* start *

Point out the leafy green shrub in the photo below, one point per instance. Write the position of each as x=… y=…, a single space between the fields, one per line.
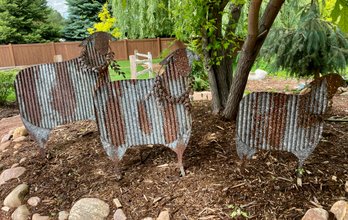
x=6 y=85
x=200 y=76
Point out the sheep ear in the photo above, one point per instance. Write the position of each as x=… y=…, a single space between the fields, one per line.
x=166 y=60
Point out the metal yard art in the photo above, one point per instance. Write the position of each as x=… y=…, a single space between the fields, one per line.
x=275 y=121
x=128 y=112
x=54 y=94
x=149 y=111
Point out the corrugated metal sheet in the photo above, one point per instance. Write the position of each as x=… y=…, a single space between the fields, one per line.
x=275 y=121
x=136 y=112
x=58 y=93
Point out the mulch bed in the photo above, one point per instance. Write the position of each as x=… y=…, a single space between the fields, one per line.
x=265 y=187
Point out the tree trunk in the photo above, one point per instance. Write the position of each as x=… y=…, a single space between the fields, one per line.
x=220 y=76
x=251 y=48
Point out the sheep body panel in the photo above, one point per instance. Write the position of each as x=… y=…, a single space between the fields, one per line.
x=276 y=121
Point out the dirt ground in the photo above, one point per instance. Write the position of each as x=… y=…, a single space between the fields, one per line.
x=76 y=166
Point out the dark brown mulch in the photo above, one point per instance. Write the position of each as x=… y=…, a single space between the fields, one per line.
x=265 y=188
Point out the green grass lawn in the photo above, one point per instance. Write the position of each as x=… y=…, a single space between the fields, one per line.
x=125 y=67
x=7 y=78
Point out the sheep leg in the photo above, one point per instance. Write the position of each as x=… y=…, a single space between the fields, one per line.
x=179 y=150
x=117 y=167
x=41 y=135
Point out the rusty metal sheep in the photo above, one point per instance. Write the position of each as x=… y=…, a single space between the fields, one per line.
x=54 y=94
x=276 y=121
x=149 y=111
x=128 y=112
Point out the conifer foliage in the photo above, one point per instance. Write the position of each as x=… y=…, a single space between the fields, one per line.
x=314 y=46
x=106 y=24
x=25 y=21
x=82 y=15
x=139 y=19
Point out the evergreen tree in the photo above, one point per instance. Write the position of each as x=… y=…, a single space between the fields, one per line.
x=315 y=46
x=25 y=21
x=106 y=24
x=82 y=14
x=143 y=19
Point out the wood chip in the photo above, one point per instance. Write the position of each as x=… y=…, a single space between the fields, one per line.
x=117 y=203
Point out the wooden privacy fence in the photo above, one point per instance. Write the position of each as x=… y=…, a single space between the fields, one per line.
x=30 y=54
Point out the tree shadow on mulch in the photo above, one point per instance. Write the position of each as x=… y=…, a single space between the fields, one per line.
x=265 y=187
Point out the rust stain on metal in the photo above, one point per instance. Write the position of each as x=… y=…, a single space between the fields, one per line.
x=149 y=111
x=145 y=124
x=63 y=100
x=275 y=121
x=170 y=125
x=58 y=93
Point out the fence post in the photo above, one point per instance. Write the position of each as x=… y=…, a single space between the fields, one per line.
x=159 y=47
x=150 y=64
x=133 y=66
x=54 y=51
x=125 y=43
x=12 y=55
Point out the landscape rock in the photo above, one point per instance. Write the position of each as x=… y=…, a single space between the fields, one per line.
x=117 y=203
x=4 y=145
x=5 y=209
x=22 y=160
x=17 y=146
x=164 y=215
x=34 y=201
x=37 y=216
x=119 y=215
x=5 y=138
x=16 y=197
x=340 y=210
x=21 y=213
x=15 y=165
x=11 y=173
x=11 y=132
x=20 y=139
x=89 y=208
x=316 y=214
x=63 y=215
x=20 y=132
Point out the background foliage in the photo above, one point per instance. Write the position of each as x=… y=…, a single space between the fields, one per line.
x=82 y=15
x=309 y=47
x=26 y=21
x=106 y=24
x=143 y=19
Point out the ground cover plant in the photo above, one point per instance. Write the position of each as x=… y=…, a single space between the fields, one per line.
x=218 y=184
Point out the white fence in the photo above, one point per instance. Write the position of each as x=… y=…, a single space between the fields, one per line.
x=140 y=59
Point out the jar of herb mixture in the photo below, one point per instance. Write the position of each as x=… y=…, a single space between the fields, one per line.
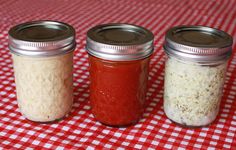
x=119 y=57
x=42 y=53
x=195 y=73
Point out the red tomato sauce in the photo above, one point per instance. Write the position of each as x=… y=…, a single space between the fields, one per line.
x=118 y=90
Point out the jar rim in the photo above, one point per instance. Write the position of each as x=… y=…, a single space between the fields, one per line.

* end *
* start *

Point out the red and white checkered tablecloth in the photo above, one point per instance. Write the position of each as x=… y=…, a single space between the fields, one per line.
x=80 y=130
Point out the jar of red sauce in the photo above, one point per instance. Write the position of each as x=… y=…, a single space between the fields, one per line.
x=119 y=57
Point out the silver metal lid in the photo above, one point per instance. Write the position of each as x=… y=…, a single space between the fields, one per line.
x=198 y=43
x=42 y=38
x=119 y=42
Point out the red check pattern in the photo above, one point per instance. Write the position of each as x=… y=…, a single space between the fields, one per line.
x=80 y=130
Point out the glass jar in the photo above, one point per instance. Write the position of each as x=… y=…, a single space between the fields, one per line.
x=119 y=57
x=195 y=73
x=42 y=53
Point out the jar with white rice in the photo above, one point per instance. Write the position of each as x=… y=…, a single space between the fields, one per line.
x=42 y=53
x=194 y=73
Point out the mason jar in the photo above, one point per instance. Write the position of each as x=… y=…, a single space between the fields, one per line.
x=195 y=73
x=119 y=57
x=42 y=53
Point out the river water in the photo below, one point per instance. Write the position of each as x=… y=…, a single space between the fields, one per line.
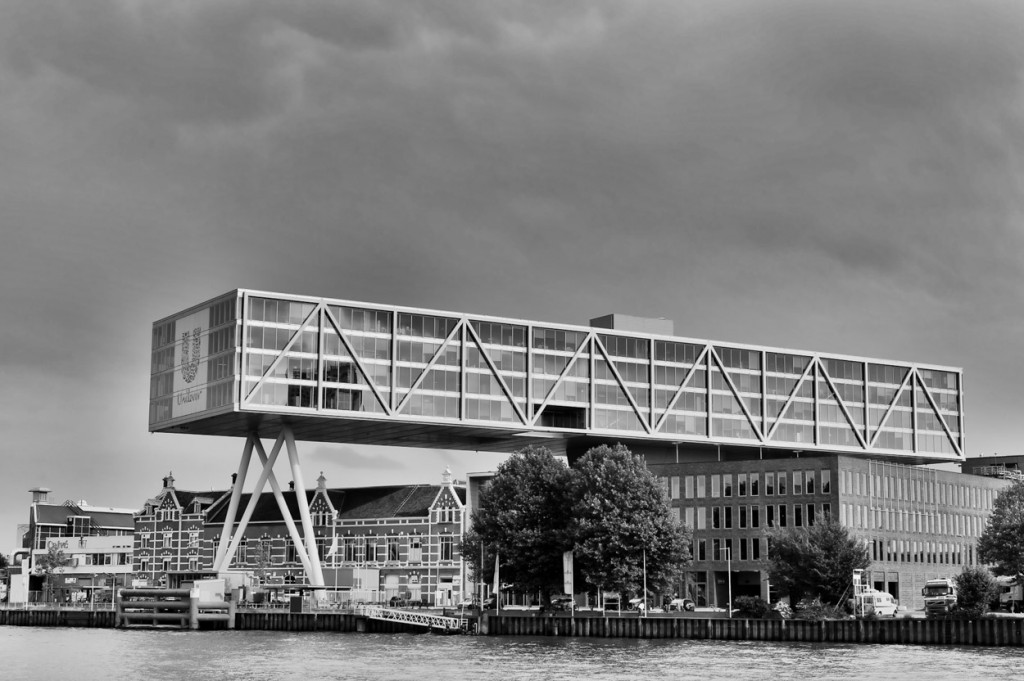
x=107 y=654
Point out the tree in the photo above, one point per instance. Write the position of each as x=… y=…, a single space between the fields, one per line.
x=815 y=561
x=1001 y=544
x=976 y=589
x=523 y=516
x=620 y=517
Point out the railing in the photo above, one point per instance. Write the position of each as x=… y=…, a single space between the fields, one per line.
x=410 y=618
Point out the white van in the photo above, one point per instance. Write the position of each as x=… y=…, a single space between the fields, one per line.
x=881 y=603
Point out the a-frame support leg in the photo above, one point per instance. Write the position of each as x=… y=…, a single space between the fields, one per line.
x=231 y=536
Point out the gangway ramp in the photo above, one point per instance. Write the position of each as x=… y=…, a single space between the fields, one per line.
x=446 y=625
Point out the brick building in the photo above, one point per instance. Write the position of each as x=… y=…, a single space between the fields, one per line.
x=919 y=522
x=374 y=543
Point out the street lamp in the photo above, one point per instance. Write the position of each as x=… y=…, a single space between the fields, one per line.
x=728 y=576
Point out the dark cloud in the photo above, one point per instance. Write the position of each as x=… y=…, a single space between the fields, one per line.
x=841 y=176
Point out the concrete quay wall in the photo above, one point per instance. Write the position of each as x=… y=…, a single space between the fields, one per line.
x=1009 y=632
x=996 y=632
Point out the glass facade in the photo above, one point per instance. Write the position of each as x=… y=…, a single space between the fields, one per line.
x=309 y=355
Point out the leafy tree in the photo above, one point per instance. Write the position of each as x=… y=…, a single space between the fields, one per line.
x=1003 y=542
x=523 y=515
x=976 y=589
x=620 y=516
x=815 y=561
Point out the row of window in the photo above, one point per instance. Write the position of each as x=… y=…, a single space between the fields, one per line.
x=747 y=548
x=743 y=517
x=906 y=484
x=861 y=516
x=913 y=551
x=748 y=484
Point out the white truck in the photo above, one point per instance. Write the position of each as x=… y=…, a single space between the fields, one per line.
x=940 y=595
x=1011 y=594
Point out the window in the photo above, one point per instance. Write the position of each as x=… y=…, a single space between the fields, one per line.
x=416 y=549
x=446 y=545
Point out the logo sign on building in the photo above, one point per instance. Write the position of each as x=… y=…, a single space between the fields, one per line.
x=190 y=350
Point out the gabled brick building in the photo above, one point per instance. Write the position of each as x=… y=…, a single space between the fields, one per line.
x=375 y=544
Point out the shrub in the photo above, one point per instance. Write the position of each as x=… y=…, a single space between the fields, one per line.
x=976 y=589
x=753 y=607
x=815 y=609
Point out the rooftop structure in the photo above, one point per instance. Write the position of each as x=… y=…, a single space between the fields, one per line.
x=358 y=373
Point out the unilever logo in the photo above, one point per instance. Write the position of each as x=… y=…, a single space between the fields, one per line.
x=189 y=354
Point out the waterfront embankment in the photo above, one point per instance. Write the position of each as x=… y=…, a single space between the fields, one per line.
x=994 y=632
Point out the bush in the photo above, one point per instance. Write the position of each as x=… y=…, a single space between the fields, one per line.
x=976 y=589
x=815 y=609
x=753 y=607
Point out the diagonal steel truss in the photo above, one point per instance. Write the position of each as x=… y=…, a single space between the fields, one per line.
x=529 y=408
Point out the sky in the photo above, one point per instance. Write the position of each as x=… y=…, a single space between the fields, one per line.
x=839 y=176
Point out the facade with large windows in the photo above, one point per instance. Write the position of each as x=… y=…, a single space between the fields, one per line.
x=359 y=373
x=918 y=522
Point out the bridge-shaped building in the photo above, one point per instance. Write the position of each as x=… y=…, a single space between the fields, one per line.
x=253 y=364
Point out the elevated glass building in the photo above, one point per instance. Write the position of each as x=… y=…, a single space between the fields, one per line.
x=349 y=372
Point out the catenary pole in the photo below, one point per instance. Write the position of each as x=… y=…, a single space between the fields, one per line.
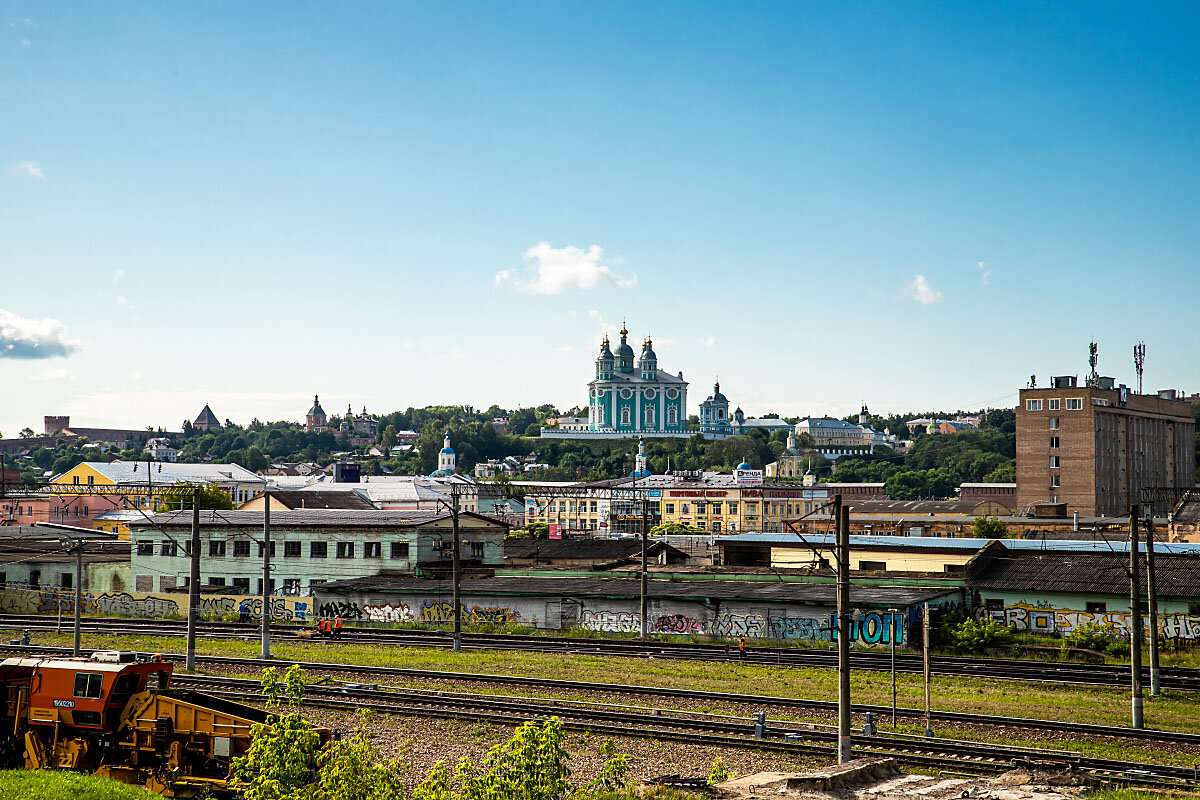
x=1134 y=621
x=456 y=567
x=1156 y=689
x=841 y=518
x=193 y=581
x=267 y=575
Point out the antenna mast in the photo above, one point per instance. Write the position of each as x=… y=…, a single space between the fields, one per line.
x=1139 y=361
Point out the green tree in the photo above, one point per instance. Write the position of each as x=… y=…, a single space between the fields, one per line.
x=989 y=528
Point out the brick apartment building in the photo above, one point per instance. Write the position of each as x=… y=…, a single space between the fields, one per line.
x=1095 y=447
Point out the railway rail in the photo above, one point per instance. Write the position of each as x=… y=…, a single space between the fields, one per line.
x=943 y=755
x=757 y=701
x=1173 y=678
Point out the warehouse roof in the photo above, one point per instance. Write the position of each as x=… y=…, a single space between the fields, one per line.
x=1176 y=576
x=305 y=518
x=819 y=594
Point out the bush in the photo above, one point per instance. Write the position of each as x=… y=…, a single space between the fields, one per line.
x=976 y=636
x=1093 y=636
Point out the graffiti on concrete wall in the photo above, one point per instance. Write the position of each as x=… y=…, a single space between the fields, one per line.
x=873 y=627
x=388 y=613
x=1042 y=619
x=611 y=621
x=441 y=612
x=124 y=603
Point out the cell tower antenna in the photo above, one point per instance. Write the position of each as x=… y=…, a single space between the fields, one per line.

* end *

Rewrite the material from the line that contains "Point out the bridge-shaped" through the line that contains "x=1139 y=361", shifting every coordinate in the answers by -25 and leaving all other wording unchanged. Leave the picture out.

- _The response_
Point out the bridge-shaped building in the photo above, one point per instance. Write the position of each as x=… y=…, a single space between the fields, one per line.
x=228 y=339
Point out the elevated glass building in the photo above, one point per instance. Write the position of each as x=… y=…, a single space between the fields, one per line.
x=324 y=347
Point out the catenary pole in the photo below, one point per instance. Write the position of each as x=… y=…, a single space between the fields, one per line.
x=1109 y=596
x=431 y=542
x=1131 y=664
x=816 y=493
x=168 y=556
x=242 y=550
Point out the antenna mast in the photo above, one point per instance. Write the position of each as x=… y=…, a single space between the fields, one per line.
x=1114 y=336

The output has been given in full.